> [YOUR TASK] Take the line that contains "door louver, placed" as the first and the last line of the material as the final one; set down exactly the lines in that span.
----
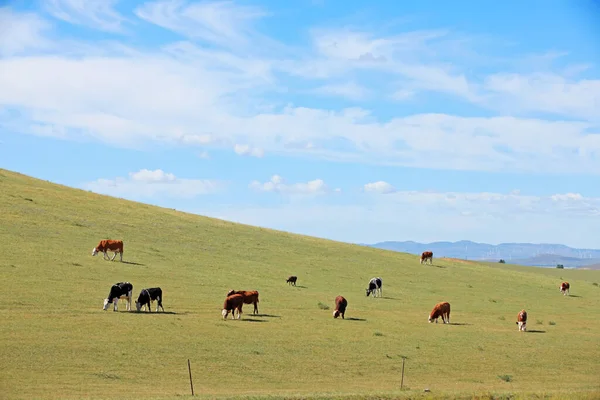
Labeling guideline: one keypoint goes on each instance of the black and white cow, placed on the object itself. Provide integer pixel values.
(374, 287)
(120, 290)
(147, 296)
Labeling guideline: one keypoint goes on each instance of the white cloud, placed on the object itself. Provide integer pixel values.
(246, 150)
(98, 14)
(148, 176)
(487, 217)
(546, 92)
(278, 185)
(145, 184)
(219, 22)
(349, 90)
(129, 97)
(379, 187)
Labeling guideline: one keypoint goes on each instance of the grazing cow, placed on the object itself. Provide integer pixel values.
(116, 246)
(250, 297)
(440, 310)
(232, 303)
(147, 296)
(427, 255)
(292, 280)
(374, 287)
(522, 320)
(120, 290)
(340, 307)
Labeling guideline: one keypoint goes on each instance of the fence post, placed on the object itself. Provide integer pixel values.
(190, 371)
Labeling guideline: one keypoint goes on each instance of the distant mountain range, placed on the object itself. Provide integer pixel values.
(539, 255)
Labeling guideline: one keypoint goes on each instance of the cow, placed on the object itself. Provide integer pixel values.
(440, 310)
(250, 297)
(522, 320)
(232, 303)
(427, 255)
(116, 246)
(292, 280)
(340, 307)
(374, 287)
(147, 296)
(120, 290)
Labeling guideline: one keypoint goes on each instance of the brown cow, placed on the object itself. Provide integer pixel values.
(250, 297)
(522, 320)
(427, 255)
(115, 246)
(440, 310)
(292, 280)
(232, 303)
(340, 307)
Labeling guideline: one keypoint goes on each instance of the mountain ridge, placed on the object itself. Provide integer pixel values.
(531, 254)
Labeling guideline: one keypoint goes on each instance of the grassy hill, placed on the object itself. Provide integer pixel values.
(56, 342)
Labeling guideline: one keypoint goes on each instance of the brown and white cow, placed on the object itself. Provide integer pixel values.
(232, 303)
(115, 246)
(427, 255)
(340, 307)
(292, 280)
(250, 297)
(440, 310)
(522, 320)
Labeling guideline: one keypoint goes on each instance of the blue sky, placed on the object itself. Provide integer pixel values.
(354, 121)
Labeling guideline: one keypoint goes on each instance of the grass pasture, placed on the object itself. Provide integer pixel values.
(56, 342)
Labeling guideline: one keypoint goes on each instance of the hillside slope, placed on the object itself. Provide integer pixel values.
(56, 342)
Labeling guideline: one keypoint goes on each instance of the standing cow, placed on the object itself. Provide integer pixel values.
(147, 296)
(427, 255)
(522, 320)
(120, 290)
(116, 246)
(440, 310)
(232, 303)
(250, 297)
(292, 280)
(374, 287)
(340, 307)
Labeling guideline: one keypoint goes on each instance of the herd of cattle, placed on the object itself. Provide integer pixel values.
(235, 300)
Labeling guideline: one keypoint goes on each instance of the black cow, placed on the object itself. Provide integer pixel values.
(292, 280)
(374, 287)
(120, 290)
(147, 296)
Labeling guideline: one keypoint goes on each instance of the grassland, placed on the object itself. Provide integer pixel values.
(56, 342)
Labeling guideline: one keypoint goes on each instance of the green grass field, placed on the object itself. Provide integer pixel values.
(56, 342)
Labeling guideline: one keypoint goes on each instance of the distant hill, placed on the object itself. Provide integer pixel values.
(539, 255)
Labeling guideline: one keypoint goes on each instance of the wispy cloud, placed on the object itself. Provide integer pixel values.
(241, 99)
(145, 184)
(278, 185)
(97, 14)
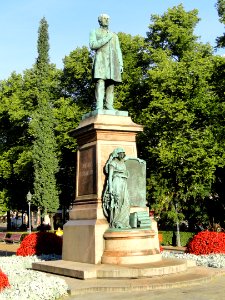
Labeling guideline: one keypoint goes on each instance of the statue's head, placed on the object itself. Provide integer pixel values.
(103, 19)
(118, 152)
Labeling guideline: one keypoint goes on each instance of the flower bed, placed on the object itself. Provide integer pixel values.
(207, 242)
(4, 281)
(40, 243)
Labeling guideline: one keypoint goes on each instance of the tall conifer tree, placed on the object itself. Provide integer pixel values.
(44, 147)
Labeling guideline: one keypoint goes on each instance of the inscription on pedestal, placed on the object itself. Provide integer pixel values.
(87, 171)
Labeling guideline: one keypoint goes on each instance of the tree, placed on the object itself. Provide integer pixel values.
(178, 114)
(42, 125)
(220, 5)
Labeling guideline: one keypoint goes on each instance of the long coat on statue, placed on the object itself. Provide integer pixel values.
(108, 57)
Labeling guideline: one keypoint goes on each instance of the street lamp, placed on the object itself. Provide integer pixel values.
(29, 196)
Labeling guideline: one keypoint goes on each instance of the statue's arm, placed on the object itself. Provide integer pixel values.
(120, 56)
(141, 161)
(95, 43)
(111, 170)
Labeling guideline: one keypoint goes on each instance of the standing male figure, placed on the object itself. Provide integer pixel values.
(108, 62)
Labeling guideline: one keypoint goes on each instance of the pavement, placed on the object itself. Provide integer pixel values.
(197, 283)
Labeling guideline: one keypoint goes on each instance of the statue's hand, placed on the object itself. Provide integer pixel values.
(141, 161)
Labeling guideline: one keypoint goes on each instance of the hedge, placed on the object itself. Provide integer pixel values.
(169, 238)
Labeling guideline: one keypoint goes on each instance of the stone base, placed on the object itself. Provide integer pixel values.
(135, 246)
(82, 240)
(101, 271)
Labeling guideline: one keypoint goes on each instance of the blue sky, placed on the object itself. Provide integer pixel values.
(70, 22)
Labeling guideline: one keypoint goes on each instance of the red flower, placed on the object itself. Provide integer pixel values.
(4, 281)
(207, 242)
(40, 243)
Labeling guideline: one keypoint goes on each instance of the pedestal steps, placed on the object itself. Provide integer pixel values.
(90, 271)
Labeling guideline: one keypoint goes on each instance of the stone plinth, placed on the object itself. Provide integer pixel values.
(135, 246)
(97, 136)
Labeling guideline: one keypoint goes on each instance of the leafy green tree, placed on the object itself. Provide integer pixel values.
(178, 138)
(42, 125)
(220, 5)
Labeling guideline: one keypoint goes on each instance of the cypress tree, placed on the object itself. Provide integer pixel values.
(44, 147)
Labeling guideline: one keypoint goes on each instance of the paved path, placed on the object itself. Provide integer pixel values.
(214, 290)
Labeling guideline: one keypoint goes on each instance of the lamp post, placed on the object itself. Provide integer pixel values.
(29, 196)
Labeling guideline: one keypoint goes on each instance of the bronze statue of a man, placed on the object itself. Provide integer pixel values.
(108, 62)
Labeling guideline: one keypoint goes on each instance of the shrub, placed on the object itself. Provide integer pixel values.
(40, 243)
(4, 282)
(207, 242)
(169, 237)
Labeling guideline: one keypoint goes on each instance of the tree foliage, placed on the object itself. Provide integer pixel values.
(42, 125)
(220, 5)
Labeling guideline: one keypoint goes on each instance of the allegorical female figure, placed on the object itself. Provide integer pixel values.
(116, 204)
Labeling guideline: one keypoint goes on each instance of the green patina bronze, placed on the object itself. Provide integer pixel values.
(107, 64)
(116, 199)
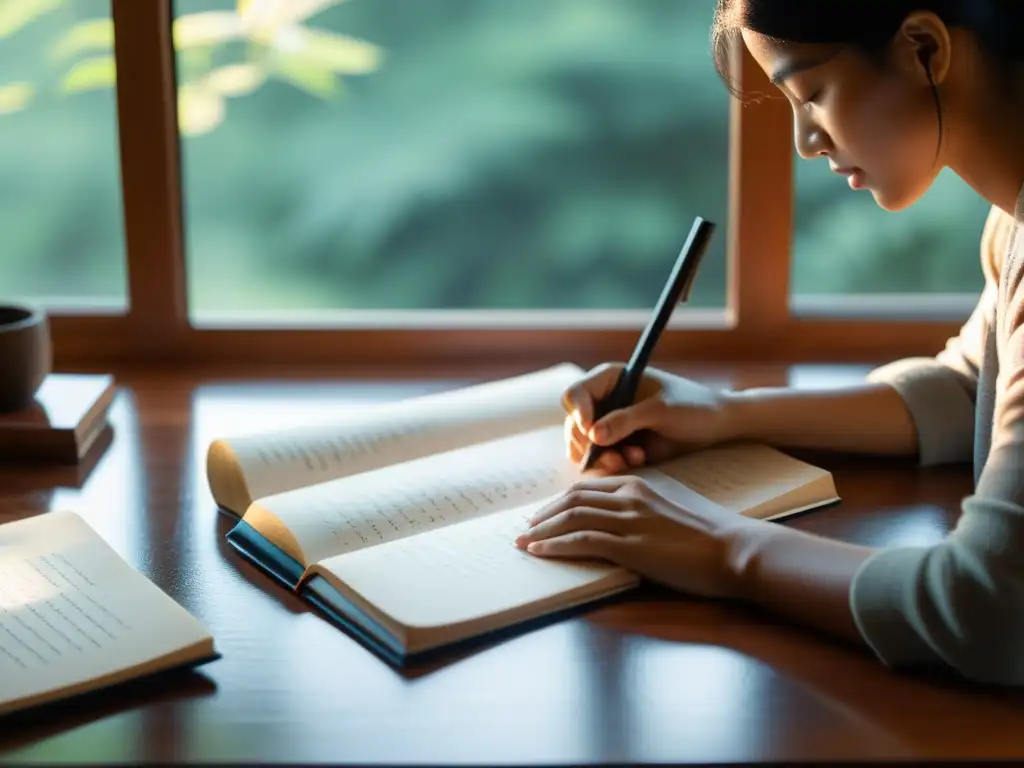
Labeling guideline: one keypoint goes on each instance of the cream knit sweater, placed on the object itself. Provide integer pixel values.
(961, 602)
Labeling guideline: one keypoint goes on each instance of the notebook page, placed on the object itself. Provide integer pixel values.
(72, 610)
(393, 432)
(461, 572)
(739, 477)
(393, 502)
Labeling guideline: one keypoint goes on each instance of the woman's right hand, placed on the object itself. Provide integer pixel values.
(671, 415)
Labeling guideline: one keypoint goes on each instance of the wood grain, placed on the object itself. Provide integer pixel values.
(659, 678)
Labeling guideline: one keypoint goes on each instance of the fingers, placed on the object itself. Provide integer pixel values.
(577, 526)
(580, 397)
(597, 493)
(610, 462)
(619, 425)
(581, 544)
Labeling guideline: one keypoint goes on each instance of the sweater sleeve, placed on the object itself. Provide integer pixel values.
(961, 603)
(940, 391)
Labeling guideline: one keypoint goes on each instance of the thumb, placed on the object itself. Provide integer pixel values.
(621, 424)
(579, 399)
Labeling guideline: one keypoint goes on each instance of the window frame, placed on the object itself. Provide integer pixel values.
(758, 324)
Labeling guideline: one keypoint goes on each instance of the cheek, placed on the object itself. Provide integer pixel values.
(891, 132)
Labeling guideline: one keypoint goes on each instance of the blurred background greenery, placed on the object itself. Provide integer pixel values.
(423, 154)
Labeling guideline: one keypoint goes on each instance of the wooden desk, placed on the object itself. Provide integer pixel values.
(659, 679)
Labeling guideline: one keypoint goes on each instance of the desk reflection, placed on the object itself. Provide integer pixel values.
(656, 678)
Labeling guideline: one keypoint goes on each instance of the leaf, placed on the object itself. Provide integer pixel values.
(17, 13)
(207, 28)
(91, 35)
(272, 14)
(90, 74)
(200, 110)
(305, 75)
(236, 80)
(340, 53)
(14, 96)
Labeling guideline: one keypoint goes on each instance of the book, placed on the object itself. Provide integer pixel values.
(76, 617)
(397, 522)
(67, 419)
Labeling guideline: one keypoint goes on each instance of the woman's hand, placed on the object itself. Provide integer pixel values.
(671, 415)
(624, 520)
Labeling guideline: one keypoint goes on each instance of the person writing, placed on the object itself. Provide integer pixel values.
(889, 93)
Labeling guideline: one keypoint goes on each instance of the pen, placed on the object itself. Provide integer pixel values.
(676, 291)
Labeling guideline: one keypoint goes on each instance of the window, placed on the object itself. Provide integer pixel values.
(475, 181)
(850, 253)
(60, 213)
(451, 155)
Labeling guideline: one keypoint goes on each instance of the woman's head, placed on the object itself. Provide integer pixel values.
(879, 88)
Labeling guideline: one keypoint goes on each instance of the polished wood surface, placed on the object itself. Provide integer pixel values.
(659, 678)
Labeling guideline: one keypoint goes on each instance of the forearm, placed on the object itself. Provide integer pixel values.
(865, 419)
(804, 578)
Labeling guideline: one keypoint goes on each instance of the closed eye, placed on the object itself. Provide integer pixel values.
(812, 97)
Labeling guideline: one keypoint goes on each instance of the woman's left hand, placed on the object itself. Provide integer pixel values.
(624, 520)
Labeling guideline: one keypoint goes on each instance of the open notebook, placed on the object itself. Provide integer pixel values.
(398, 522)
(76, 617)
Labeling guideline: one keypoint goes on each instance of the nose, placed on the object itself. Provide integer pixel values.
(810, 138)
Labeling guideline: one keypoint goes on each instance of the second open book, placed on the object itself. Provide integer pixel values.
(398, 521)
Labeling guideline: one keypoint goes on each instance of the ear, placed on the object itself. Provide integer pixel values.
(923, 47)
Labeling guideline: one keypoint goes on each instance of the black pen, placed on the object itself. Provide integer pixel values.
(677, 291)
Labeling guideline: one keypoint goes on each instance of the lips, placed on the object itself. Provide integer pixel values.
(854, 176)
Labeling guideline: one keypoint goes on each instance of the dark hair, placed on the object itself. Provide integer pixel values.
(868, 27)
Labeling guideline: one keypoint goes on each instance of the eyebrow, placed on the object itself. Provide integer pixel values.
(784, 73)
(797, 66)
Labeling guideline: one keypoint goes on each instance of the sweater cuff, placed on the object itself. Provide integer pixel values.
(883, 611)
(941, 407)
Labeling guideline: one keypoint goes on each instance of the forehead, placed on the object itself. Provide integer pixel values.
(781, 59)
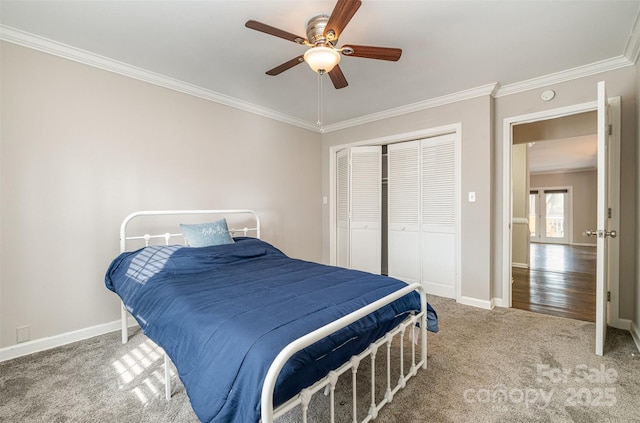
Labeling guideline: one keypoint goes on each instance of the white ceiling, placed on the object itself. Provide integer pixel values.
(450, 48)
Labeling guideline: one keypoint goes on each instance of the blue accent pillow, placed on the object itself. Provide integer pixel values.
(207, 234)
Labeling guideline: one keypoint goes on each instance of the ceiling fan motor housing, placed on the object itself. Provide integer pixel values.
(315, 30)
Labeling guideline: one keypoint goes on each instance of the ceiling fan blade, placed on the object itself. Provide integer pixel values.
(370, 52)
(268, 29)
(340, 17)
(285, 66)
(337, 77)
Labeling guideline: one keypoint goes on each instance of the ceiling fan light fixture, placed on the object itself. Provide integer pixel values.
(321, 59)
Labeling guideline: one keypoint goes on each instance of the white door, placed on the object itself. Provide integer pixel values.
(358, 208)
(603, 232)
(366, 209)
(342, 209)
(403, 211)
(438, 215)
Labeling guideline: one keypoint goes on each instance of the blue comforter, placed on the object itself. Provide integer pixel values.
(223, 313)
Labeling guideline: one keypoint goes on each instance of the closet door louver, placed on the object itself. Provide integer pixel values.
(358, 208)
(438, 226)
(403, 208)
(366, 205)
(422, 213)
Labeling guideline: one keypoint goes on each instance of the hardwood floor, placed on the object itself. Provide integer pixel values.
(560, 281)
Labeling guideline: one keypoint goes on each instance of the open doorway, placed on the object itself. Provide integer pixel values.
(554, 172)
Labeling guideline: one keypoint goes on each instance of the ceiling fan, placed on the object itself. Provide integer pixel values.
(322, 36)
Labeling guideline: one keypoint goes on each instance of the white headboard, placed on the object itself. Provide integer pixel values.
(168, 235)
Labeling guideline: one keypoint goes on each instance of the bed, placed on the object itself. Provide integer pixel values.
(249, 328)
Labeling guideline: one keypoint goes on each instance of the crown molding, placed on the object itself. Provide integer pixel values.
(632, 49)
(563, 76)
(489, 89)
(65, 51)
(15, 36)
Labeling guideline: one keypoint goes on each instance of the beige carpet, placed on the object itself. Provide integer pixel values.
(504, 365)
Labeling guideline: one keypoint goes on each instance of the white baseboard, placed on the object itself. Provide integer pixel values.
(624, 324)
(635, 334)
(42, 344)
(475, 302)
(498, 302)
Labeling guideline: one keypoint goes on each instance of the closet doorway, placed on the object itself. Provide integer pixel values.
(421, 177)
----
> [RESPONSE TO THE TASK]
Labeling guideline: one keypoint goes on each instance of the closet door louver, placed on the object itself. Provide integer pixel values.
(358, 208)
(438, 226)
(403, 208)
(366, 205)
(422, 213)
Labeling guideline: one keypoint goes on each instance of the hardwood floor, placed on the object itself. Provide integer pixel values.
(560, 281)
Labeling guideline: one keypoint goes on each instance of the open doorway, placed on the object itself. Provide integer pixel values.
(554, 172)
Labeling guideline: one keypoint goes on each instance of the ceiling fan, placed on the object itself. Provide integer pixel values.
(322, 36)
Labeling guideline: one keypoint goes on each instance of the white headboard, placed on the object itself. Provide integer pixel values.
(168, 235)
Labeling guideline: one keypoint goes on each instance of the bed, placed on the object itself. Provide integer pixel values.
(249, 328)
Labeling guideline: one keypoint goes on each instance of the crown molding, placed on the object itself. Provide integer pixel values.
(632, 49)
(563, 76)
(489, 89)
(65, 51)
(15, 36)
Labeling guideline: one keypoint goes on each instance of the beige carpet, placed on the object itself. Provide integer pixel values.
(504, 365)
Labeling guideline: one keypoint goes on each instance of the white baseboard, placed on the object itself. Provide integer pixel values.
(624, 324)
(635, 334)
(42, 344)
(475, 302)
(498, 302)
Labeling guideline: one keypoint goes on each instance of the closet doorway, placed on the object itself. Provide integer pixel values.
(421, 177)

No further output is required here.